(The task) Find the line that contains "Exercise. Put one point on every instance of the mustache" and print it and every line after it, exactly, please.

BEGIN Provided information

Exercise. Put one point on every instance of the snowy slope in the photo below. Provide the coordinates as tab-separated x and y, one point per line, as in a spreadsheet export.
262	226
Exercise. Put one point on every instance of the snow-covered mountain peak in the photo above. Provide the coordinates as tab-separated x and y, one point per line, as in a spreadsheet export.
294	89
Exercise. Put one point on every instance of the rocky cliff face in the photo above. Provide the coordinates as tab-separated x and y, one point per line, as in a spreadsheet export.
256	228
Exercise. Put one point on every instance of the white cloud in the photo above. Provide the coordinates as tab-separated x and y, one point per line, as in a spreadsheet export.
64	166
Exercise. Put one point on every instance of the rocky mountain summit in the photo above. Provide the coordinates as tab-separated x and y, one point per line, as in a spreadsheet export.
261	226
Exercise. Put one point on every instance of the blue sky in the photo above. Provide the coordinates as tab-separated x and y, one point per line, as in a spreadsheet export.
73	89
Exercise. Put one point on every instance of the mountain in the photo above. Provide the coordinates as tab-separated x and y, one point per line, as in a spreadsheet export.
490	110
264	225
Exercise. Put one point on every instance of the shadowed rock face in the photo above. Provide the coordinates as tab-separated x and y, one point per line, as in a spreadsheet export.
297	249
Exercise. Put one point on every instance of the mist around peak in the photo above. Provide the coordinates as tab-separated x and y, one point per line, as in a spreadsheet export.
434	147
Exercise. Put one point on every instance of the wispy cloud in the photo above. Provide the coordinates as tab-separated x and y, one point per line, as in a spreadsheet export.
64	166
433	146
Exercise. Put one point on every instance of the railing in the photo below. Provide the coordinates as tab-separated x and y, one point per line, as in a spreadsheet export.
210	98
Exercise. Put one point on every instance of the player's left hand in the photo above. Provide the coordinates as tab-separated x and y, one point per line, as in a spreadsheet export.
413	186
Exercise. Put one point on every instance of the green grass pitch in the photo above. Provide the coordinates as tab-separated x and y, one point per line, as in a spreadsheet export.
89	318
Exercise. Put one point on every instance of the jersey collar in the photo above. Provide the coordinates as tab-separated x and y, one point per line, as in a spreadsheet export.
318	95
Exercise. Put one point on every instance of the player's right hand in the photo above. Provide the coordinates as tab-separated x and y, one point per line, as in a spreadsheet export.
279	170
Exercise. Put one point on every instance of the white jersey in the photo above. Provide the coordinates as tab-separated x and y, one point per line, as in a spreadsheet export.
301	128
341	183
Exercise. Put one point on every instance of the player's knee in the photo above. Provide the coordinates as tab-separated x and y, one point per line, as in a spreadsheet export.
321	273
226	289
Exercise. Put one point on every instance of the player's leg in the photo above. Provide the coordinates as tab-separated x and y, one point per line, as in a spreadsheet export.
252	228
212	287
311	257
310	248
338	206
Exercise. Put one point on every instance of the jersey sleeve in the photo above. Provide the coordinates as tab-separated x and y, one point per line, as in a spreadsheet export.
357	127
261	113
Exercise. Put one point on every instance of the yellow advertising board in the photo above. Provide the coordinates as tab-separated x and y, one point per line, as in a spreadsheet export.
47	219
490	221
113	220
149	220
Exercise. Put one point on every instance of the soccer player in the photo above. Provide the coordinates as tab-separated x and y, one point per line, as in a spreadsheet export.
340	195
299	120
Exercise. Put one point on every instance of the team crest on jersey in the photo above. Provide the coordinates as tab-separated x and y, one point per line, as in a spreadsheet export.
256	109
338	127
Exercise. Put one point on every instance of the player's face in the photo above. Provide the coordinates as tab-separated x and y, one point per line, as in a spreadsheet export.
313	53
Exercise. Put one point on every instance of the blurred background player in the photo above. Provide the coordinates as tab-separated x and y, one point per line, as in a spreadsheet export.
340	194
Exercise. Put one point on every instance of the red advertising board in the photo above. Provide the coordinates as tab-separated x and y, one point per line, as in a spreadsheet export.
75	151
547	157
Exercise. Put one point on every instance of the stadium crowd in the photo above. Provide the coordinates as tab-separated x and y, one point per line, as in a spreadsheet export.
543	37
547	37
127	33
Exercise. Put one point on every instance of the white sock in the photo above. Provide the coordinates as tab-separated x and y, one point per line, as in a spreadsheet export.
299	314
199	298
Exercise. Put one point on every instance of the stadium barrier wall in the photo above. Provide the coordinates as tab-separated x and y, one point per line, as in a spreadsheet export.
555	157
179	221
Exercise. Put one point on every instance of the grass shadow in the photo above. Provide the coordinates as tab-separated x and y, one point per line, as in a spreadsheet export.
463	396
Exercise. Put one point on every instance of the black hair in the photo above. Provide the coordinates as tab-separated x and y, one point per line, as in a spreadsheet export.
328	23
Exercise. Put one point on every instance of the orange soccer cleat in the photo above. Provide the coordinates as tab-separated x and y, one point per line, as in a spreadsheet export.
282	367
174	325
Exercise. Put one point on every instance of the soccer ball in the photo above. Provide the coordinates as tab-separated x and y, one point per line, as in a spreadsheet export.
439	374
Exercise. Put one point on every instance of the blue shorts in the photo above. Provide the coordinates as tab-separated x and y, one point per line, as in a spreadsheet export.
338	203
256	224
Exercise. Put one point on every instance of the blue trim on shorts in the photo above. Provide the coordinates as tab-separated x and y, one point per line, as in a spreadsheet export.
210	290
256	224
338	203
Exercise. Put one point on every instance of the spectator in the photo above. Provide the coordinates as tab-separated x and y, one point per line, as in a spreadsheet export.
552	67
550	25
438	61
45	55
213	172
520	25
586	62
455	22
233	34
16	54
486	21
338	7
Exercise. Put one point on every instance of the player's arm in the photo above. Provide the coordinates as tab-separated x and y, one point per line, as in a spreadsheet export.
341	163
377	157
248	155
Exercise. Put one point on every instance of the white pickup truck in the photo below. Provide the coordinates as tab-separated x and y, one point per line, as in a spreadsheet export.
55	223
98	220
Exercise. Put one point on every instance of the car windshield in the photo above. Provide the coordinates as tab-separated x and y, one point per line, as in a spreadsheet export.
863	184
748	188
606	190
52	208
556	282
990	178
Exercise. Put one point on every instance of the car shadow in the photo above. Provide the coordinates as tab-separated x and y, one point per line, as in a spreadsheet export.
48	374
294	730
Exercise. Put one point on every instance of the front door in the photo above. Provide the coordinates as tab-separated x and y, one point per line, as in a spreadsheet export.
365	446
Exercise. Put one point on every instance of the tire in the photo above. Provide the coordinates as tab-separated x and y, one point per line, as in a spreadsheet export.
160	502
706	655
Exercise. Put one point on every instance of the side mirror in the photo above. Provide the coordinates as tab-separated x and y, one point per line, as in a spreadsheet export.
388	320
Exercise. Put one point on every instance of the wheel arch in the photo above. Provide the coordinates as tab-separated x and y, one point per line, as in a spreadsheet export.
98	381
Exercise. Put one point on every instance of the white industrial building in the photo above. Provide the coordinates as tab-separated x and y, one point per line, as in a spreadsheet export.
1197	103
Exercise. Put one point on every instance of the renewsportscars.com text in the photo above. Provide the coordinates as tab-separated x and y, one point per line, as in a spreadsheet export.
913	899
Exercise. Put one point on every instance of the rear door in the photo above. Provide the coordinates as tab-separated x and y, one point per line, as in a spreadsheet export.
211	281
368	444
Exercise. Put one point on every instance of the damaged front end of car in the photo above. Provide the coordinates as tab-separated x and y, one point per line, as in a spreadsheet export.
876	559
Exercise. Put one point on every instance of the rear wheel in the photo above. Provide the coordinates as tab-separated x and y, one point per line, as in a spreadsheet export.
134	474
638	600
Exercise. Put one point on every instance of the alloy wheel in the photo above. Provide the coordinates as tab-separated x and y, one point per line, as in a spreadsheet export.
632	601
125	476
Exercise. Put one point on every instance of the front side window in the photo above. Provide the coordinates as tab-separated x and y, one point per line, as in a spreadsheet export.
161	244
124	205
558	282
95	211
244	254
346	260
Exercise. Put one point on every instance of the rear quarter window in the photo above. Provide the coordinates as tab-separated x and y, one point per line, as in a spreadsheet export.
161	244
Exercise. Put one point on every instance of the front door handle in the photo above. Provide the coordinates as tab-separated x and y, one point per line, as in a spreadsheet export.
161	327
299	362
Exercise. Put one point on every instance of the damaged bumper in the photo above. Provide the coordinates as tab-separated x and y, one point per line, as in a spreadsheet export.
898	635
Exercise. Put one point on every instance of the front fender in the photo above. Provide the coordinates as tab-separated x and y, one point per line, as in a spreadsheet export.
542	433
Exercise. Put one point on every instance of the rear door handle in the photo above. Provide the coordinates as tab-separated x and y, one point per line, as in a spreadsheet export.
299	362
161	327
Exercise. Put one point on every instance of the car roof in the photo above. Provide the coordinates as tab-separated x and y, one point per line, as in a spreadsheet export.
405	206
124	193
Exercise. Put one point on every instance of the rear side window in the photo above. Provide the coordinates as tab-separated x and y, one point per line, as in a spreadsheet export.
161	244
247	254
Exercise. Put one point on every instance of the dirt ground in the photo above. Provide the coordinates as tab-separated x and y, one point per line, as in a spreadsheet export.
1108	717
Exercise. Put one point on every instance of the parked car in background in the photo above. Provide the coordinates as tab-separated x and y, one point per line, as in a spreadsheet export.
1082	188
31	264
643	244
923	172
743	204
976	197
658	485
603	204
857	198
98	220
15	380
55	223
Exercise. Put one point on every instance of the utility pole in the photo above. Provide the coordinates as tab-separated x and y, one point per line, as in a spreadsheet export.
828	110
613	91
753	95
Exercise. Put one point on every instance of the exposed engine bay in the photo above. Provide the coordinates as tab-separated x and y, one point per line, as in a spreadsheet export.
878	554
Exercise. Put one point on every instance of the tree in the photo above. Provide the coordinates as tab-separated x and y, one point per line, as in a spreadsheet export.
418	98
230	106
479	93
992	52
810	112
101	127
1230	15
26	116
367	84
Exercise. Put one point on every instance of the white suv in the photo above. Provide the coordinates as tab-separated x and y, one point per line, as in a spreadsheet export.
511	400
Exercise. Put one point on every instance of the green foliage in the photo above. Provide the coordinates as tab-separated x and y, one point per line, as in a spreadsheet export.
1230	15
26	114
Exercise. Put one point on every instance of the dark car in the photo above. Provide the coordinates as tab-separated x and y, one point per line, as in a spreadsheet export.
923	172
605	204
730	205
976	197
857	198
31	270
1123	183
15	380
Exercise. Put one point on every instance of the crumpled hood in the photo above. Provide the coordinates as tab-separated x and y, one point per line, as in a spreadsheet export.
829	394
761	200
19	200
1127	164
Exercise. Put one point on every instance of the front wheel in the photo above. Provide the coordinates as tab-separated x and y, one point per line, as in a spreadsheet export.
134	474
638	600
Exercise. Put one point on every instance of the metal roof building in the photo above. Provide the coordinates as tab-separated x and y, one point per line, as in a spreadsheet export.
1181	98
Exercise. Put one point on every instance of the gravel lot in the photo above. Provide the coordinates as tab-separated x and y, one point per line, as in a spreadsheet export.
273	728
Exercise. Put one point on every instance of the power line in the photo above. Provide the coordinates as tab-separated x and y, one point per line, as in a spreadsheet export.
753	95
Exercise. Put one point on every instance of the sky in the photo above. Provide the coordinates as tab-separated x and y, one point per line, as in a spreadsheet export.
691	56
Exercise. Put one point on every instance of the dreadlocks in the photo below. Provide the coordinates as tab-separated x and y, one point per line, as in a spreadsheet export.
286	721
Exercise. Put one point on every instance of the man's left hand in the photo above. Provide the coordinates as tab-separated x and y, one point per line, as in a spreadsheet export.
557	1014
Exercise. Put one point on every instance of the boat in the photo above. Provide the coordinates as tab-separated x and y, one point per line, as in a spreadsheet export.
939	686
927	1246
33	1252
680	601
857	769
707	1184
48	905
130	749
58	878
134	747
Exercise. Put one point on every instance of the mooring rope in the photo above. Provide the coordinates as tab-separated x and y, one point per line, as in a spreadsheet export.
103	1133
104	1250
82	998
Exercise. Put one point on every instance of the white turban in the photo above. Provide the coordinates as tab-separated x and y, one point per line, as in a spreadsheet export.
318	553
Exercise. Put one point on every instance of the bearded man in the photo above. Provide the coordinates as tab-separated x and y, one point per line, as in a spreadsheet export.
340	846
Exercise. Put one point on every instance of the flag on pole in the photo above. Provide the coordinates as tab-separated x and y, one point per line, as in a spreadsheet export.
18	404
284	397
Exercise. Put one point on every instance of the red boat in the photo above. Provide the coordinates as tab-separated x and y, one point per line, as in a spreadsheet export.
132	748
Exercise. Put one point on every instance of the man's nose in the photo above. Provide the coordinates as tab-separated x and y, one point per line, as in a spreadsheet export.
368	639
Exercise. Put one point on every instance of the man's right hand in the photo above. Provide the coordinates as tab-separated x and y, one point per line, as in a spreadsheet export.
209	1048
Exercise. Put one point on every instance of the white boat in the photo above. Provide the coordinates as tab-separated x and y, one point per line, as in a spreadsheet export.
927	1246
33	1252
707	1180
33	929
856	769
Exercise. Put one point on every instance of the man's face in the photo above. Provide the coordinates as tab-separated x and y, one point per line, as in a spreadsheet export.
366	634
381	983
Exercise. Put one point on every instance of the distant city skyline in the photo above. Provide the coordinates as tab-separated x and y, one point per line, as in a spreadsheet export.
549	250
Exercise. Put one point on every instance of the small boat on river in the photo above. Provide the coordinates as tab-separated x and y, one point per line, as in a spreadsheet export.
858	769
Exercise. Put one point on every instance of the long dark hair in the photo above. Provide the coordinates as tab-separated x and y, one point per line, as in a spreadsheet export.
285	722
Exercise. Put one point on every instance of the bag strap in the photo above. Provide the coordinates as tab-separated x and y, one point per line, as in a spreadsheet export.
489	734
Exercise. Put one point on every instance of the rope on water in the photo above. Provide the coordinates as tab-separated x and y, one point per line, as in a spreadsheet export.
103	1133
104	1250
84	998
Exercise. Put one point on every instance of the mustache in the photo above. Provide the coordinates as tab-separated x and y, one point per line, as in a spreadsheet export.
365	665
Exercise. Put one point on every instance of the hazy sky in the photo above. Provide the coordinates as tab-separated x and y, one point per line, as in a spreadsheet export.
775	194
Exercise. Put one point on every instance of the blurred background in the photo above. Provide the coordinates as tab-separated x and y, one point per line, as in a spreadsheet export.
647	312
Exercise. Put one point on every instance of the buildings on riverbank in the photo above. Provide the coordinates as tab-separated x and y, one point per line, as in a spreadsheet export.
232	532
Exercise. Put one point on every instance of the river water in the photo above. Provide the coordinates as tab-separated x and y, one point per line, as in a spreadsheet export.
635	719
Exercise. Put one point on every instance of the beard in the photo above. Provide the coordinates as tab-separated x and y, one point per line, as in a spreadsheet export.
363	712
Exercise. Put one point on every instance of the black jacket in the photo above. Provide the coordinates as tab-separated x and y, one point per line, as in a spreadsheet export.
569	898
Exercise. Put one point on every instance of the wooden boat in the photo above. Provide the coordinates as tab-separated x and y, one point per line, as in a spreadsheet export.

END Provided information

(Solved exercise)
Exercise. Put one point on every instance of the mustache in the photo above. Provide the coordinates as tab-separated x and y, one point per line, as in a spreadsheet export.
365	665
Exercise. Put one point on every instance of the hazy sky in the photo above. Provide the coordinates as tab-separated x and y, one point per line, as in a spreadsheet export.
775	194
Exercise. Put one point on every instance of the blurred background in the photo above. Provide the coordinates as tab-separated x and y, one point per line, as in a spreadsheet export.
647	312
Exercise. Put one point on every instance of the buildings on riverbank in the photo above. Provide the coordinates as tab-separated x and y, one point per line, as in a spreadsheet export.
232	532
Exercise. Put one point on every instance of the river water in the photo above. Provide the coordinates as tab-separated x and y, one point per line, as in a spreadsheet export.
635	719
Exercise. Put one point on every instance of the beard in the photo above. Provide the coordinates as tab-separated x and y, one point per line, as in a spreadsheet export.
363	712
Exercise. Put one point on every instance of the black jacket in the photo above. Provide the coordinates as tab-separated x and y, one point per line, as in a spreadsheet export.
569	898
Exercise. Put one point on every instance of the wooden boat in the photo above. Provide the coordinates as tab-separated x and y, one point per line, as in a spreadsheet export.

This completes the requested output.